> [TASK INSTRUCTIONS]
Transcribe the learning log entry on the Decisive Moment below in full, reproducing every word and mark precisely as it appears.

> [SELECTED EXCERPT]
──────────

By the time I sat down to right up this research I’d already taken the majority of the images I was going to use for Assignment 3. I had an idea of which series of images I was going to use, but finalising this learning log entry has made me reassess that.
In particular Zouhair Ghazzal’s article has made me think about what I was going to submit.

After reflecting on the three sets of images I’d put together I was going to go forward with a series of a cat jumping up on a fence. Ghazzal’s comments about using a series of images made me realise that what I would be showing was a series of decisive moments as the cat jumped but these moments would be lost in the overall idea that it was just a cat jumping. To demonstrate a grasp of the Decisive Moment would mean stepping away from a series of images that tell a story and using a set that show moments that have gone and cannot be captured again. Hopefully my new selection of images will show that.

References

  1. Conscientious | Review: The Present by Paul Graham (2012) At: http://jmcolberg.com/weblog/2012/05/review_the_present_by_paul_graham/ (Accessed 18/04/2020).

──────────

> [DATA SECTION]
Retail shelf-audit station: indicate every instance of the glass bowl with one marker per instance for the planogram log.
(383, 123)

──────────

> [TASK OUTPUT]
By the time I sat down to right up this research I’d already taken the majority of the images I was going to use for Assignment 3. I had an idea of which series of images I was going to use, but finalising this learning log entry has made me reassess that.
In particular Zouhair Ghazzal’s article has made me think about what I was going to submit.

After reflecting on the three sets of images I’d put together I was going to go forward with a series of a cat jumping up on a fence. Ghazzal’s comments about using a series of images made me realise that what I would be showing was a series of decisive moments as the cat jumped but these moments would be lost in the overall idea that it was just a cat jumping. To demonstrate a grasp of the Decisive Moment would mean stepping away from a series of images that tell a story and using a set that show moments that have gone and cannot be captured again. Hopefully my new selection of images will show that.

References

  1. Conscientious | Review: The Present by Paul Graham (2012) At: http://jmcolberg.com/weblog/2012/05/review_the_present_by_paul_graham/ (Accessed 18/04/2020).